Work to be completed - Write each line word for word, from the line that contains "of the upright" through the last line of the material below.

Supplied records -
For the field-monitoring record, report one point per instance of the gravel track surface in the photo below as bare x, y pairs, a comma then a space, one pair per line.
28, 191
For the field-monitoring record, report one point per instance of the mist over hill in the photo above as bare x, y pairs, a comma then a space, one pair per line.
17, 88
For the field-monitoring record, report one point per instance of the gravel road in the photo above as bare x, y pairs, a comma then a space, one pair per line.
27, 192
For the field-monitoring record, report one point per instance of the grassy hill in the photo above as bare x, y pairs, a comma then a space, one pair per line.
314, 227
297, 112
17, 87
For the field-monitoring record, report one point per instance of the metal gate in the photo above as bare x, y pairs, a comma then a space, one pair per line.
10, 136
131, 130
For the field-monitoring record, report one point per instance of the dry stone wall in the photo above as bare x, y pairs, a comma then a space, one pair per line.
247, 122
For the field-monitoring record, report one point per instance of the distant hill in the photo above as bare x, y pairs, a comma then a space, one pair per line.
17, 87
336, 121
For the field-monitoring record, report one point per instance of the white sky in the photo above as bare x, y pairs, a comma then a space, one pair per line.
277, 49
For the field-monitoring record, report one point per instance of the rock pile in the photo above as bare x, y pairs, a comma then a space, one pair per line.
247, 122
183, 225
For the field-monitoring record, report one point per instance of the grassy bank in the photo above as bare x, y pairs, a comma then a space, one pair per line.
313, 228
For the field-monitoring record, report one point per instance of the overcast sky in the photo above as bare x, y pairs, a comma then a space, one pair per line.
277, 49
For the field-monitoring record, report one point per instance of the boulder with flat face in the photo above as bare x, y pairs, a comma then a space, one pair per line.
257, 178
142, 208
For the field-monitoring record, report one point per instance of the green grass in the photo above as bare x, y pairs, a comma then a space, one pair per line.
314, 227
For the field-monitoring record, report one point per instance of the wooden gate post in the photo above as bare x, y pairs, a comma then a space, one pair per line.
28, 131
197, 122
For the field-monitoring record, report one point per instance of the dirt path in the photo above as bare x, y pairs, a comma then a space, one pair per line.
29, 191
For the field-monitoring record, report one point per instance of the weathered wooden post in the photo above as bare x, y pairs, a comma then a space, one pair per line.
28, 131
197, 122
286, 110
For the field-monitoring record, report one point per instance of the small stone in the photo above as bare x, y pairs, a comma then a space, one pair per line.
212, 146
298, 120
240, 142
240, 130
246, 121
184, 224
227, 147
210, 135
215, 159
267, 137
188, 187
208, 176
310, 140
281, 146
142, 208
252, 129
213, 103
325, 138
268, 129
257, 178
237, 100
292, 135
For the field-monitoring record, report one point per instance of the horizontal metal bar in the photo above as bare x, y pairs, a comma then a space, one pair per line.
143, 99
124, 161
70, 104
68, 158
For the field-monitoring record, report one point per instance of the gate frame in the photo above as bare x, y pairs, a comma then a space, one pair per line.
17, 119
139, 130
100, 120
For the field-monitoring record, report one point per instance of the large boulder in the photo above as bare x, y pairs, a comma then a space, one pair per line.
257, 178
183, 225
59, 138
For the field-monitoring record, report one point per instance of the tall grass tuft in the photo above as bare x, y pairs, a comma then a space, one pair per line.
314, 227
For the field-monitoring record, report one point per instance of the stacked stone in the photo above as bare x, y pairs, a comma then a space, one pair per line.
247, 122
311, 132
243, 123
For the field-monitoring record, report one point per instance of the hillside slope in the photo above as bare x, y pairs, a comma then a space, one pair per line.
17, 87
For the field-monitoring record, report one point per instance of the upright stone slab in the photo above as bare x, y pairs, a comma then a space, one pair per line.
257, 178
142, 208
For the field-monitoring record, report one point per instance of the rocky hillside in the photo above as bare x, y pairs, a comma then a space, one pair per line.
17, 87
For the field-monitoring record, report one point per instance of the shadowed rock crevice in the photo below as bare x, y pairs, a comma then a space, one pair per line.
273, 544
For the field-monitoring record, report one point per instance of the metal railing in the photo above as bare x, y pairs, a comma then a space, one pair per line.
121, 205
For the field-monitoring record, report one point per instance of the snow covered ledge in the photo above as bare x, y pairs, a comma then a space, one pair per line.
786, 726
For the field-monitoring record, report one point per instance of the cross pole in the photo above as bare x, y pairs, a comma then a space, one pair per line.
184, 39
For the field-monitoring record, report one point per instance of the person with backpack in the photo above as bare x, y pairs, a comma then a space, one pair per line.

Task solution -
For the field-monitoring record, report one point per instance of the upright stone slab in the photo above as bare x, y pairs, a comma then a space, one pair per line.
257, 178
142, 208
For the field-monitoring record, report one point per instance of the rocky hillside in the photo above as bare x, y pairs, a comma then a space, one pair per line.
17, 87
For the field-monitoring record, report one point per instance of the shadowed rock crevice in the photo below as bare x, y pairs, a comma then a space, one pair per line.
273, 544
For the field-monitoring record, report one point per instance of the metal railing in the photo above as bare x, y pairs, a comma then a space, one pair per line.
121, 205
For the field-monitoring record, report one point per instance of the snow covered ledge in the photo above as bare x, y pairs, a comma then a space, one pair per line.
786, 726
For the field-monitoring record, report one point per instance of the cross pole in the photo above as bare x, y pairs, a comma then a space, one pair per line.
184, 39
For the field-monitoring record, report one point per instance of the person with backpack in the photo above as bare x, y pairs, a comma then a space, one pair per line.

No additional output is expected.